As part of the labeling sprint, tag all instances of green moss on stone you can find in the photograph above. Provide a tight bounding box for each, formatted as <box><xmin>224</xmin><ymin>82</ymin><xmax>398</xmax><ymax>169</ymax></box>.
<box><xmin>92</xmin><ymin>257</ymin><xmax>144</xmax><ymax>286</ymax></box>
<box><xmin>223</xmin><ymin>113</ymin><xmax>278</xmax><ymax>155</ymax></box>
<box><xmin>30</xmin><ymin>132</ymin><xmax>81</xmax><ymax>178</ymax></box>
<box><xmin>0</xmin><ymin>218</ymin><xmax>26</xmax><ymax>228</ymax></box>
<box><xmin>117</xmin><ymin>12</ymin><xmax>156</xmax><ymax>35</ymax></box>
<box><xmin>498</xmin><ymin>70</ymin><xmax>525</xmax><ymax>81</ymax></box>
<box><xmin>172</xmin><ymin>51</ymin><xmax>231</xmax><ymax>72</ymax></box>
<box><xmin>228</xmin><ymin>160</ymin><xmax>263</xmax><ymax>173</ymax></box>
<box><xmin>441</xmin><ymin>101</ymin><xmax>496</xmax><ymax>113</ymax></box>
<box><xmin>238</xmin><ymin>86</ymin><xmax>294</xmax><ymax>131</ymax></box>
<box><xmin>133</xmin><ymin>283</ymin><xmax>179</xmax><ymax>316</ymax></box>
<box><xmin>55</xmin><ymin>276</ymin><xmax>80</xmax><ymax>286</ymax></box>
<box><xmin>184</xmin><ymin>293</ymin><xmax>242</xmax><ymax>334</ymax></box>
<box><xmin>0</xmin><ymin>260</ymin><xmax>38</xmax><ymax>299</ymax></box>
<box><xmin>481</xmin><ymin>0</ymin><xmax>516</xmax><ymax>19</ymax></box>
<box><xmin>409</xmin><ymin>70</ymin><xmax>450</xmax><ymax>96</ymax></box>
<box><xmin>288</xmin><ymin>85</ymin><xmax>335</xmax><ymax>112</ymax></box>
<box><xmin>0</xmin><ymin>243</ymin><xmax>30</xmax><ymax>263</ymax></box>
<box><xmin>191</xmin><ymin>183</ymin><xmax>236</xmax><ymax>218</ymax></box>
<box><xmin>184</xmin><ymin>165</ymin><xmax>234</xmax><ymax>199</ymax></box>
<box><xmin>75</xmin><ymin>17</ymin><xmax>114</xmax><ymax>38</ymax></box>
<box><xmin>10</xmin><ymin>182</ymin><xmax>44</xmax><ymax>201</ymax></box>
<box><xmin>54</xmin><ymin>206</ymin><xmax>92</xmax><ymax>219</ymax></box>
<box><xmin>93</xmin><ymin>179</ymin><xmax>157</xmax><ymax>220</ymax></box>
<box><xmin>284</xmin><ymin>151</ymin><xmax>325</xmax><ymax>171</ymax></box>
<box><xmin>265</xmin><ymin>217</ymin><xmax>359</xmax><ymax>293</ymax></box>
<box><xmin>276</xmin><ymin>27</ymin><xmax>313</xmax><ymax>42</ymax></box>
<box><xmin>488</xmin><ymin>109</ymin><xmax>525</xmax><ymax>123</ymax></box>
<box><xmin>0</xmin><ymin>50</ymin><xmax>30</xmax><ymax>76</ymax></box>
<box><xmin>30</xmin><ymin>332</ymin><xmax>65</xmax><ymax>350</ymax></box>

= = = =

Your response should consist of the data above, duplicated exactly.

As part of the labeling sprint, tag all instances of green moss on stone you can find in the photograph above. Provide a tight bounding box for each, formatted as <box><xmin>224</xmin><ymin>82</ymin><xmax>398</xmax><ymax>169</ymax></box>.
<box><xmin>92</xmin><ymin>257</ymin><xmax>144</xmax><ymax>286</ymax></box>
<box><xmin>223</xmin><ymin>113</ymin><xmax>278</xmax><ymax>155</ymax></box>
<box><xmin>30</xmin><ymin>132</ymin><xmax>81</xmax><ymax>178</ymax></box>
<box><xmin>0</xmin><ymin>218</ymin><xmax>26</xmax><ymax>228</ymax></box>
<box><xmin>117</xmin><ymin>12</ymin><xmax>156</xmax><ymax>35</ymax></box>
<box><xmin>498</xmin><ymin>70</ymin><xmax>525</xmax><ymax>81</ymax></box>
<box><xmin>172</xmin><ymin>51</ymin><xmax>231</xmax><ymax>72</ymax></box>
<box><xmin>228</xmin><ymin>160</ymin><xmax>263</xmax><ymax>173</ymax></box>
<box><xmin>441</xmin><ymin>101</ymin><xmax>496</xmax><ymax>113</ymax></box>
<box><xmin>238</xmin><ymin>86</ymin><xmax>294</xmax><ymax>131</ymax></box>
<box><xmin>133</xmin><ymin>283</ymin><xmax>179</xmax><ymax>316</ymax></box>
<box><xmin>55</xmin><ymin>276</ymin><xmax>80</xmax><ymax>286</ymax></box>
<box><xmin>184</xmin><ymin>293</ymin><xmax>242</xmax><ymax>334</ymax></box>
<box><xmin>0</xmin><ymin>260</ymin><xmax>38</xmax><ymax>299</ymax></box>
<box><xmin>481</xmin><ymin>0</ymin><xmax>516</xmax><ymax>19</ymax></box>
<box><xmin>409</xmin><ymin>70</ymin><xmax>450</xmax><ymax>96</ymax></box>
<box><xmin>288</xmin><ymin>85</ymin><xmax>335</xmax><ymax>112</ymax></box>
<box><xmin>0</xmin><ymin>243</ymin><xmax>30</xmax><ymax>263</ymax></box>
<box><xmin>191</xmin><ymin>183</ymin><xmax>236</xmax><ymax>218</ymax></box>
<box><xmin>184</xmin><ymin>165</ymin><xmax>234</xmax><ymax>199</ymax></box>
<box><xmin>75</xmin><ymin>17</ymin><xmax>114</xmax><ymax>38</ymax></box>
<box><xmin>10</xmin><ymin>182</ymin><xmax>44</xmax><ymax>201</ymax></box>
<box><xmin>54</xmin><ymin>206</ymin><xmax>92</xmax><ymax>219</ymax></box>
<box><xmin>93</xmin><ymin>179</ymin><xmax>157</xmax><ymax>220</ymax></box>
<box><xmin>284</xmin><ymin>151</ymin><xmax>325</xmax><ymax>171</ymax></box>
<box><xmin>265</xmin><ymin>217</ymin><xmax>359</xmax><ymax>293</ymax></box>
<box><xmin>276</xmin><ymin>27</ymin><xmax>313</xmax><ymax>42</ymax></box>
<box><xmin>488</xmin><ymin>109</ymin><xmax>525</xmax><ymax>123</ymax></box>
<box><xmin>0</xmin><ymin>50</ymin><xmax>30</xmax><ymax>76</ymax></box>
<box><xmin>30</xmin><ymin>332</ymin><xmax>65</xmax><ymax>350</ymax></box>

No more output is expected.